++++ Supplied data ++++
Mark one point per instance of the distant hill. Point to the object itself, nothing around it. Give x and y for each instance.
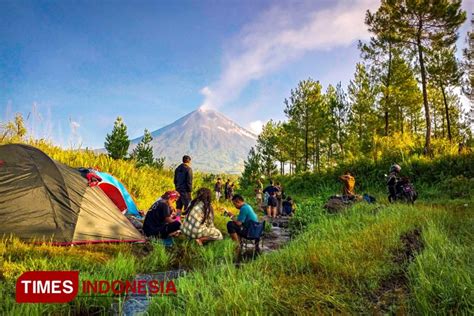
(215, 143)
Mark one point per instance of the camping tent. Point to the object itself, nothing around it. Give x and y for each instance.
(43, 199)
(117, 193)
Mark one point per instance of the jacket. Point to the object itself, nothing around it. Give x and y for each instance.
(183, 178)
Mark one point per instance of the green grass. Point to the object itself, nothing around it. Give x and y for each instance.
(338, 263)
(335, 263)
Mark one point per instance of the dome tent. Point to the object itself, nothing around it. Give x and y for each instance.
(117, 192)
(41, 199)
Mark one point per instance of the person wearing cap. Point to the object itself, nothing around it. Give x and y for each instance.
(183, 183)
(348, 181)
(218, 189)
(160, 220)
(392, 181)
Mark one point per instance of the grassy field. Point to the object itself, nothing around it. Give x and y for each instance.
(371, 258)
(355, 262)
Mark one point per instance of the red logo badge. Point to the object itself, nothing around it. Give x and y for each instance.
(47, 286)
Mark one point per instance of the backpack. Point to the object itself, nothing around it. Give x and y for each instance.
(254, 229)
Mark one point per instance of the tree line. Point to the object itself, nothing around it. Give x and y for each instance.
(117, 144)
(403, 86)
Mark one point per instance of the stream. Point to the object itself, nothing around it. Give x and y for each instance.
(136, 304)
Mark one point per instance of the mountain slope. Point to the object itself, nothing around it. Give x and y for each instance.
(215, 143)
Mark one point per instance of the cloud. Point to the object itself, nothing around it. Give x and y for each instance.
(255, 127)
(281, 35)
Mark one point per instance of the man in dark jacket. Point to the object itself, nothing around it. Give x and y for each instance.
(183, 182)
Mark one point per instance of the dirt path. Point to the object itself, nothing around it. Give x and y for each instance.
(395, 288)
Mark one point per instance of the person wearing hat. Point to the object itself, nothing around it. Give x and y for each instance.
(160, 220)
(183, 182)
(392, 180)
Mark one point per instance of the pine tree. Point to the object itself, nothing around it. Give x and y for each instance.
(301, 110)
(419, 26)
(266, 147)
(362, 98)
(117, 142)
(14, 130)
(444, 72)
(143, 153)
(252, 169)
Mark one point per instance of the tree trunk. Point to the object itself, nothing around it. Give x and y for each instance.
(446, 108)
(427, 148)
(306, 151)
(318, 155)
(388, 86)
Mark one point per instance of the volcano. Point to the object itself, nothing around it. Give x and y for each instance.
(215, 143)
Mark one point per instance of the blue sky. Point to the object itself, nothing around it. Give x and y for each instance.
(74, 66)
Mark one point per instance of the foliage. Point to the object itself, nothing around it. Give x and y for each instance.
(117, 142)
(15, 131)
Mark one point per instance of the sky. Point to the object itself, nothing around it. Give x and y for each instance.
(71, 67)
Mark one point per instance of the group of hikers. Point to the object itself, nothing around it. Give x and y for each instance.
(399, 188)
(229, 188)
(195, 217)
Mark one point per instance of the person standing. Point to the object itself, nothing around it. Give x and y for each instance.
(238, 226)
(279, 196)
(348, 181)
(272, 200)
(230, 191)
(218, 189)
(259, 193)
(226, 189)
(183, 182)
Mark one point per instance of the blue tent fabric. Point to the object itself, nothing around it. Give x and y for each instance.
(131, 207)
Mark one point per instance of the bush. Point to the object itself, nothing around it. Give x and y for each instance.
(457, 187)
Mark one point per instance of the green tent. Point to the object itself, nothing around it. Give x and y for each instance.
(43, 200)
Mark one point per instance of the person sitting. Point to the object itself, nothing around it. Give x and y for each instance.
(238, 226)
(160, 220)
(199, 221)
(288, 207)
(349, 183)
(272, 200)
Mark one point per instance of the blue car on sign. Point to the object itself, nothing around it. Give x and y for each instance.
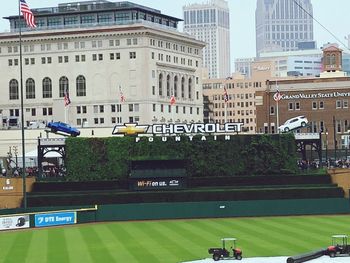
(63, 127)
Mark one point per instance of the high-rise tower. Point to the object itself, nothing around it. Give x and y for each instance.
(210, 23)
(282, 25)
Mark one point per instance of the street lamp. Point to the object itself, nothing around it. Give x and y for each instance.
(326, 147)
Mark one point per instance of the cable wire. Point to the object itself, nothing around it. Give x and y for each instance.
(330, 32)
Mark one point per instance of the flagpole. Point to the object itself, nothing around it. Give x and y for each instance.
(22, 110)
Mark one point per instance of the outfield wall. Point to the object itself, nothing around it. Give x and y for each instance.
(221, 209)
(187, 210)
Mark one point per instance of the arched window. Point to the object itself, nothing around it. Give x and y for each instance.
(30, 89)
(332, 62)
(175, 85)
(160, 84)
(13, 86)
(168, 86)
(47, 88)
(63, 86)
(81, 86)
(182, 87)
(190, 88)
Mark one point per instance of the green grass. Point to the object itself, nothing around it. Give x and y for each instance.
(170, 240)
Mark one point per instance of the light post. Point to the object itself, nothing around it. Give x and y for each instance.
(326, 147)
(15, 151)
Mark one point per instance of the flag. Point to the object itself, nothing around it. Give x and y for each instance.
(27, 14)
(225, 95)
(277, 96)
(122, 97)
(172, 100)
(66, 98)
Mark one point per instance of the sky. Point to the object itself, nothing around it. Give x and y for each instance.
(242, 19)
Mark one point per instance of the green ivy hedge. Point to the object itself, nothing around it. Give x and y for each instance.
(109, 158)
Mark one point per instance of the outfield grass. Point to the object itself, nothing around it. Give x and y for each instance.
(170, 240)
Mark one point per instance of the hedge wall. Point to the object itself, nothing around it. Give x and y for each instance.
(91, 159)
++++
## Instructions for the task
Your task is to transcribe the line containing "Mark one point per instance of the light" and every line after it, through the last line of the data, exactly as written and with nothing more.

## Result for this task
Mark one point per instance of the light post. Point to the object itself, nothing around it. Give x and y for each instance.
(326, 147)
(15, 151)
Mark one point per instance of the flag. Point to the object itself, nothing around it. Give x and y for each instance.
(27, 14)
(225, 95)
(277, 96)
(122, 97)
(172, 100)
(66, 98)
Mark one point per instance of the sky. Point to the object itself, nothing around it. Give x and y for each instance.
(242, 19)
Mark one point per instance of the green ivy hedge. Point to the object itself, nothing around it. Give x and y for each instance.
(109, 158)
Mark one point per instance of the outfield grass. Point to the object itself, nothing around it. Give x and y for each instance.
(170, 240)
Mark one point per instance of the hedge wall. Point to the object itself, nothing around it. Give x and y for each instance.
(91, 159)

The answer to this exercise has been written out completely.